Convert the material below into a two-column CSV with the columns "query" and "points" and one row for each request. Put the request text and its answer each in one quoted field, replace line breaks with spaces, cover all of the material, and leave the pictures out.

The data =
※ ※ ※

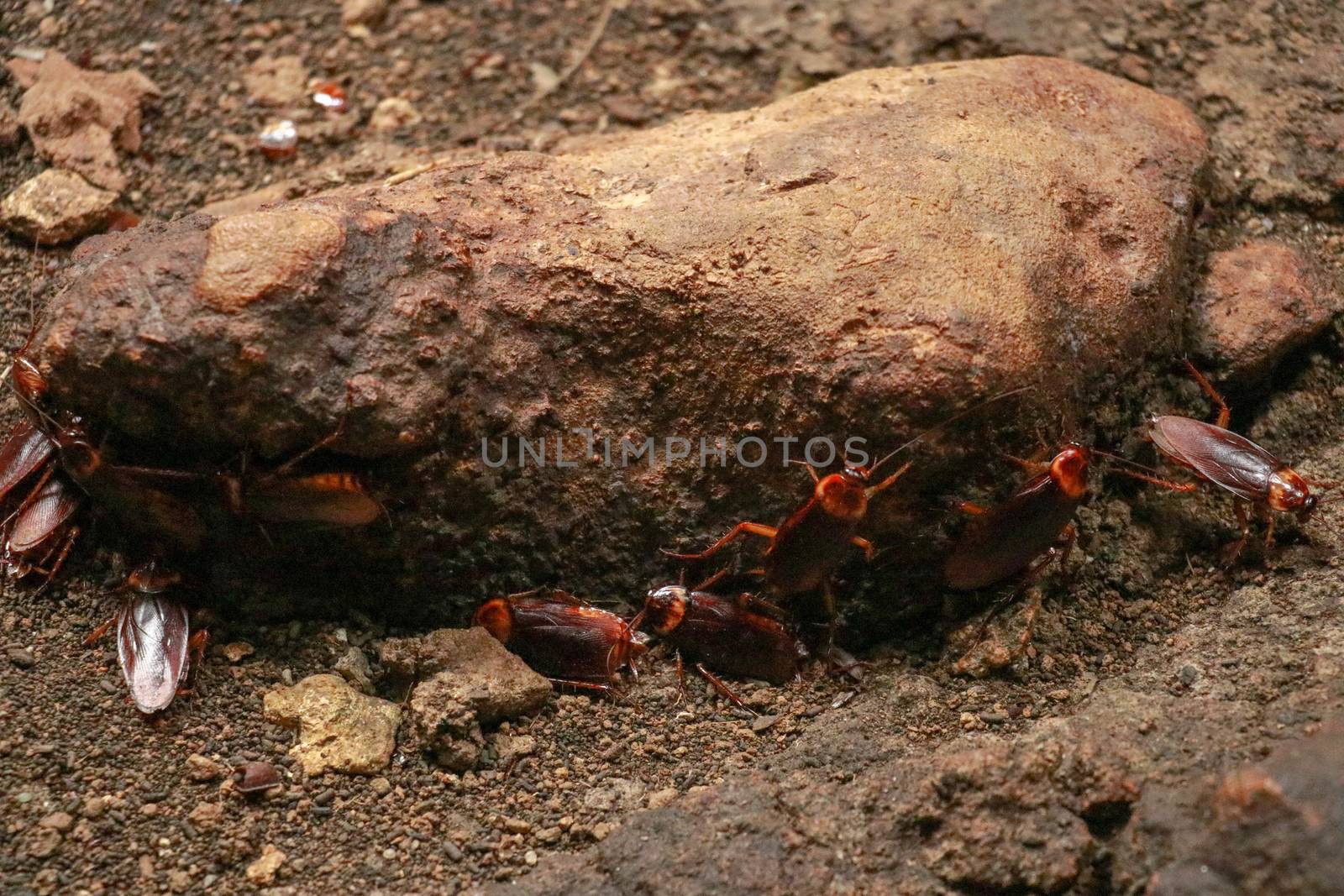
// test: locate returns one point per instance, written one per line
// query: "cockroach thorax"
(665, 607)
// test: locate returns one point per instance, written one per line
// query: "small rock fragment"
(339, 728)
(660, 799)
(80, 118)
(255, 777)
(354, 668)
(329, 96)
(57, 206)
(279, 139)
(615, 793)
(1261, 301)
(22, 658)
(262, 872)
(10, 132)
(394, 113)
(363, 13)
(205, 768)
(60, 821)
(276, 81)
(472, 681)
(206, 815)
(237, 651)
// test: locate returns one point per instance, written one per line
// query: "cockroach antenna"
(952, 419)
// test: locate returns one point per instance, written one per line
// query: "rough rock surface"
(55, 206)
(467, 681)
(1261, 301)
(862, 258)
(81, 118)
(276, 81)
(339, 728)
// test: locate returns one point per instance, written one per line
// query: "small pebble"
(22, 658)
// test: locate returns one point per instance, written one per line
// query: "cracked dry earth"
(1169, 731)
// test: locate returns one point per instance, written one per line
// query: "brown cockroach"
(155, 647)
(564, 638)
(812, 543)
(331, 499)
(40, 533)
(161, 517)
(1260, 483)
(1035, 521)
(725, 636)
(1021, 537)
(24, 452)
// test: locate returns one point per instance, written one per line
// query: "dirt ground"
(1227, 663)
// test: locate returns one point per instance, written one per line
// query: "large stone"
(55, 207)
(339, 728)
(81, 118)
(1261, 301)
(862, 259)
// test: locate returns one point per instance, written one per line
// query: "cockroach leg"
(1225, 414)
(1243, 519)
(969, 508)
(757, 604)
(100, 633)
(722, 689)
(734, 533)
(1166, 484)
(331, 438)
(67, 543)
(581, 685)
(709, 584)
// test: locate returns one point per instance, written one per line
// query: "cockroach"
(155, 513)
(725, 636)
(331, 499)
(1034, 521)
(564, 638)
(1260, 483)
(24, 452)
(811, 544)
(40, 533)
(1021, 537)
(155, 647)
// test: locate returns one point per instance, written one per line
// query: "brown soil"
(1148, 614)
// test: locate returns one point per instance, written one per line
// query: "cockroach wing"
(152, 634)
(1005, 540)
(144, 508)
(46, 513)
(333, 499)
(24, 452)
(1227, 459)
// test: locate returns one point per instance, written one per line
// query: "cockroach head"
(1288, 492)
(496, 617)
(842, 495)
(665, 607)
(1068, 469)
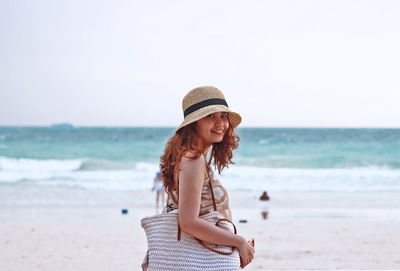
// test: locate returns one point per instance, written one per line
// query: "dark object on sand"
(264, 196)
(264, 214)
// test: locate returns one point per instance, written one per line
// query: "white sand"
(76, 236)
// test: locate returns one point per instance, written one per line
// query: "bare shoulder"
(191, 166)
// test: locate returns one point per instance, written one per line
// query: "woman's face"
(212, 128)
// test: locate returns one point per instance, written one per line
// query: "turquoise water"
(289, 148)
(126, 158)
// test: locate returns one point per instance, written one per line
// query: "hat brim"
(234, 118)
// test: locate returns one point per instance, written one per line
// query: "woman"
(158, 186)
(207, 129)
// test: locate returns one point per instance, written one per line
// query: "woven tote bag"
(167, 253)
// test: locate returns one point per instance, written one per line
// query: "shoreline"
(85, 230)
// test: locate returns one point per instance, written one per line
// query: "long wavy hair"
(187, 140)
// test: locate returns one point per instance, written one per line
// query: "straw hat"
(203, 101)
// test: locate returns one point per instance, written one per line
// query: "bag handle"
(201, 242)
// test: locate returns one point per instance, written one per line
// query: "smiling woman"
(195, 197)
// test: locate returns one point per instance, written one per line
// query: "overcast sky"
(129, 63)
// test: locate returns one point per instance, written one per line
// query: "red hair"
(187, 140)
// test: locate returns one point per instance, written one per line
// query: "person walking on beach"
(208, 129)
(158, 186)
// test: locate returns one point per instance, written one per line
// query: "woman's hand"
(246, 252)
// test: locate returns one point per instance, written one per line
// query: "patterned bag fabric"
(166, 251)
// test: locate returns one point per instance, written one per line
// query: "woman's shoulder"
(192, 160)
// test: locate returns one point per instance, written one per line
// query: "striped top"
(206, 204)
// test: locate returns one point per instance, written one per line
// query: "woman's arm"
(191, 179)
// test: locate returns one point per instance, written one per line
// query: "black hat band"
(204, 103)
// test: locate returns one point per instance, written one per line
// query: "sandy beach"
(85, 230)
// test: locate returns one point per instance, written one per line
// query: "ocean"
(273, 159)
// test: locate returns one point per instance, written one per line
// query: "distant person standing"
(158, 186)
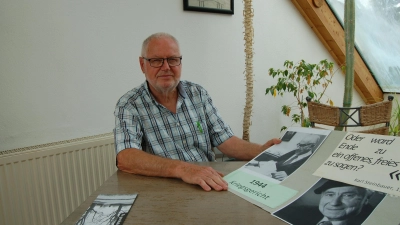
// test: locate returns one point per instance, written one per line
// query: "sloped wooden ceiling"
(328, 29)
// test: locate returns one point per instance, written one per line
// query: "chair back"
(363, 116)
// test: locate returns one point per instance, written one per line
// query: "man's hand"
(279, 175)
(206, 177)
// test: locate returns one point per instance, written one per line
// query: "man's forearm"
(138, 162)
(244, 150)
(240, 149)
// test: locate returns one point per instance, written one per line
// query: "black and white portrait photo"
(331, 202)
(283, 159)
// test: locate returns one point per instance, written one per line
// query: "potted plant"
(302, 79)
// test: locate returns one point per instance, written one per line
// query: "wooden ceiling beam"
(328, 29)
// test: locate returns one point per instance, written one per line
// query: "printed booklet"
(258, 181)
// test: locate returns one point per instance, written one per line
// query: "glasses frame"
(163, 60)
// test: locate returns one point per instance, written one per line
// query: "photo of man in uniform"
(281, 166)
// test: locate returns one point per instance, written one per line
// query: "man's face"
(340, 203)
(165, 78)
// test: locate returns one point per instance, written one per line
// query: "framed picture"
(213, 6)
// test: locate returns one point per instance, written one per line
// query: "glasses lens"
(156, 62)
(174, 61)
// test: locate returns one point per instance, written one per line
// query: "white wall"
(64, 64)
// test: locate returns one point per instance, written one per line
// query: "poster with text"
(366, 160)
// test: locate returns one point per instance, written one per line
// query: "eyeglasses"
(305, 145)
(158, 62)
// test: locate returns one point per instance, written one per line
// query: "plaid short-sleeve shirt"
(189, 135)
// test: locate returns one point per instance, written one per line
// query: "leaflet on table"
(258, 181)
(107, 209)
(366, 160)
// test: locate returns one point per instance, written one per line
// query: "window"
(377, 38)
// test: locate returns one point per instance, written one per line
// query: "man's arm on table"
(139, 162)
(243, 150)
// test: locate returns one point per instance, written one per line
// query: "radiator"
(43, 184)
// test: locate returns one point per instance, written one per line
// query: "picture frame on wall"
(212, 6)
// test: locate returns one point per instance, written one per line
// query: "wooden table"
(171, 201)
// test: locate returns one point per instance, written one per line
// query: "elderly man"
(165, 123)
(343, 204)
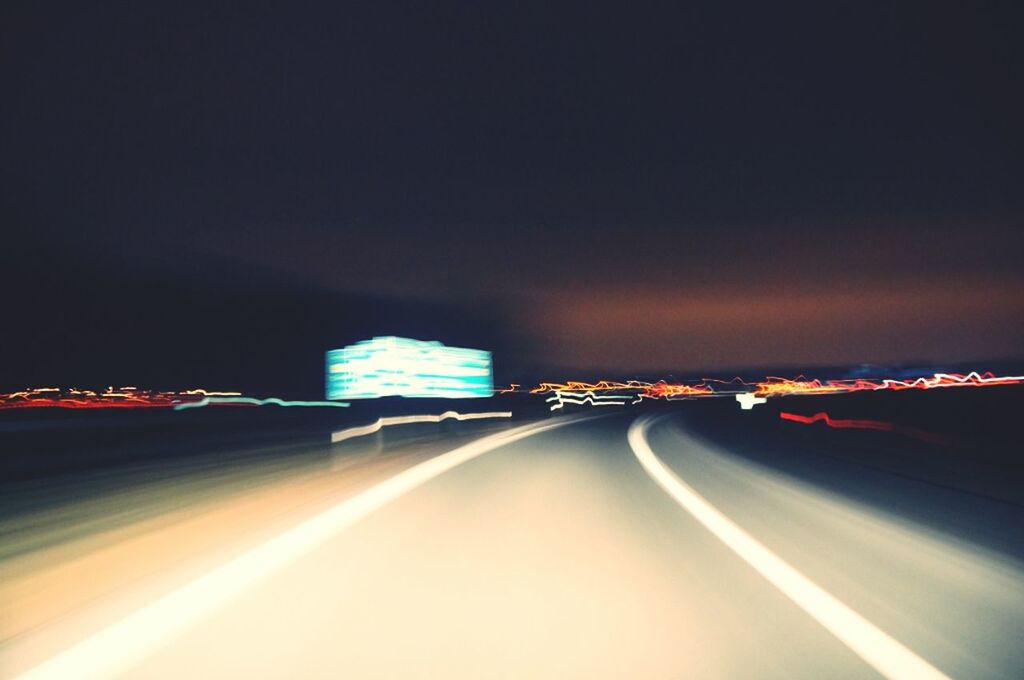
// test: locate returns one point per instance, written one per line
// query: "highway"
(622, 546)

※ ※ ※

Solution for this task =
query,points
"// test: locate returns one point per instance, written one per line // query: ""cockroach thorax""","(665, 607)"
"// test: locate returns one point per instance, written one per line // query: ""small rock fragment""","(339, 728) (660, 799) (80, 118) (255, 777) (354, 668) (329, 96) (57, 206) (279, 139) (615, 793) (1261, 301) (22, 658) (262, 872) (10, 132) (394, 113) (363, 13) (205, 768) (60, 821) (276, 81) (472, 681) (206, 815) (237, 651)"
"// test: locate returns one point per instance, written one per line // query: ""cockroach antenna""","(952, 419)"
"// test: locate returns one point per instance, written one per line // query: ""rough rock surface""","(55, 206) (467, 681) (1261, 301) (862, 258) (81, 118) (276, 81) (339, 728)"
"// test: locate returns one point per instance, written one per line // query: ""small pebble""","(22, 658)"
"// test: locate returns one point per instance, written one per line // query: ""cracked dry earth""","(1169, 731)"
"// test: locate returns one point per instance, written one per line // query: ""brown cockroach""","(155, 647) (564, 638) (812, 543) (331, 499) (40, 533) (161, 517) (1260, 483) (1035, 521) (725, 636) (1021, 537) (24, 452)"
"// test: locate returns one point per instance, written one per line // query: ""dirt ground""","(1227, 663)"
"// test: locate returns one point per instance, written one per line // query: ""large stone""","(55, 207) (339, 728) (81, 118) (1261, 301) (862, 259)"
"// test: locate returns one point per instance, written one per line // query: ""cockroach leg""","(1225, 414) (1243, 519) (969, 508) (757, 604) (100, 633) (722, 689) (734, 533) (1166, 484) (331, 438) (67, 543) (581, 685) (709, 584)"
"// test: locate returns one point per instance, written one per line // query: ""cockroach""","(155, 513) (725, 636) (331, 499) (1034, 521) (564, 638) (1260, 483) (24, 452) (811, 544) (40, 533) (1021, 537) (155, 647)"
"// test: locate returns one point per instance, written one per line // query: ""brown soil""","(1148, 614)"
"// test: locate returns one point per instance, written one per line // query: ""cockroach wing""","(152, 634) (1005, 540) (144, 508) (46, 513) (333, 499) (24, 452) (1227, 459)"
"// test: locate returns one point per instance, written one per line // query: ""cockroach head""","(1288, 492) (496, 617) (842, 495) (665, 607) (1068, 469)"
"// test: locate returns one point per instance, written one per line // query: ""dark object on sand""","(264, 196) (264, 214)"
"// test: locate returns one point per instance, written one per line // query: ""white sand""","(76, 236)"
"// test: locate returns one point per instance, written one per line // query: ""bare shoulder""","(191, 166)"
"// test: locate returns one point per instance, written one per line // query: ""woman's face""","(212, 128)"
"// test: locate returns one point per instance, written one per line // query: ""turquoise water""","(289, 148) (126, 158)"
"// test: locate returns one point per instance, written one per line // query: ""hat brim""","(234, 118)"
"// test: locate returns one point per instance, written one per line // query: ""woman""","(158, 186) (207, 129)"
"// test: locate returns one point per instance, written one per line // query: ""woven tote bag""","(167, 253)"
"// test: locate returns one point per instance, written one per line // query: ""shoreline""","(85, 230)"
"// test: locate returns one point per instance, written one per line // query: ""long wavy hair""","(187, 140)"
"// test: locate returns one point per instance, written one per line // query: ""straw hat""","(203, 101)"
"// test: locate returns one point per instance, written one per line // query: ""bag handle""","(201, 242)"
"// test: locate returns one point per instance, written one per line // query: ""smiling woman""","(195, 197)"
"// test: locate returns one point per instance, written one per line // query: ""overcast sky""","(129, 63)"
"// test: locate returns one point per instance, written one per line // query: ""red hair""","(187, 140)"
"// test: locate returns one point per instance, written one per line // query: ""person walking on beach""","(208, 129) (158, 186)"
"// test: locate returns one point per instance, written one per line // query: ""woman's hand""","(246, 252)"
"// test: locate returns one point per instance, written one per line // query: ""patterned bag fabric""","(166, 251)"
"// test: locate returns one point per instance, written one per line // query: ""woman's shoulder""","(192, 160)"
"// test: locate returns one point per instance, written one per line // query: ""striped top""","(206, 204)"
"// test: locate returns one point per instance, written one per line // query: ""woman's arm""","(191, 179)"
"// test: locate returns one point per instance, written one per line // query: ""black hat band""","(204, 103)"
"// test: locate returns one point per instance, written one per line // query: ""sandy beach""","(85, 230)"
"// test: locate returns one point per instance, written one per line // query: ""ocean""","(273, 159)"
"// test: locate returns one point per instance, written one per line // query: ""distant person standing""","(158, 186)"
"// test: locate returns one point per instance, written one per line // query: ""sloped wooden ceiling""","(328, 29)"
"// test: locate returns one point per instance, written one per line // query: ""chair back""","(363, 116)"
"// test: locate returns one point per instance, written one per line // query: ""man's hand""","(279, 175) (206, 177)"
"// test: locate returns one point per instance, written one per line // query: ""man's forearm""","(138, 162) (244, 150) (240, 149)"
"// test: locate returns one point per instance, written one per line // query: ""black and white portrait photo""","(331, 202) (283, 159)"
"// test: locate returns one point per instance, written one per line // query: ""potted plant""","(302, 79)"
"// test: locate returns one point per instance, written one per line // query: ""wooden ceiling beam""","(328, 29)"
"// test: locate returns one point per instance, written one per line // query: ""printed booklet""","(258, 181)"
"// test: locate returns one point per instance, written one per line // query: ""glasses frame""","(163, 60)"
"// test: locate returns one point per instance, written one per line // query: ""photo of man in uniform""","(281, 166)"
"// test: locate returns one point per instance, written one per line // query: ""man's face""","(340, 203) (165, 78)"
"// test: locate returns one point per instance, written one per line // query: ""framed picture""","(213, 6)"
"// test: locate returns one point per instance, written one per line // query: ""glasses lens""","(156, 62) (174, 61)"
"// test: locate returns one point per instance, written one per line // query: ""white wall""","(64, 64)"
"// test: locate returns one point per instance, written one per line // query: ""poster with text""","(366, 160)"
"// test: locate returns one point per instance, written one per line // query: ""eyeglasses""","(305, 145) (158, 62)"
"// test: locate returns one point per instance, written one per line // query: ""plaid short-sleeve shirt""","(189, 135)"
"// test: locate returns one point per instance, written one per line // query: ""leaflet on table""","(258, 181) (107, 209) (366, 160)"
"// test: locate returns one point per instance, written one per line // query: ""window""","(377, 38)"
"// test: locate returns one point per instance, written one per line // query: ""man's arm on table""","(139, 162) (243, 150)"
"// test: locate returns one point per instance, written one per line // query: ""radiator""","(43, 184)"
"// test: locate returns one point per instance, written one per line // query: ""picture frame on wall""","(212, 6)"
"// test: locate returns one point per instance, written one per line // query: ""wooden table""","(171, 201)"
"// test: locate returns one point per instance, written one per line // query: ""elderly man""","(165, 123) (343, 204)"
"// test: locate returns one point per instance, written one per line // query: ""highway""","(622, 546)"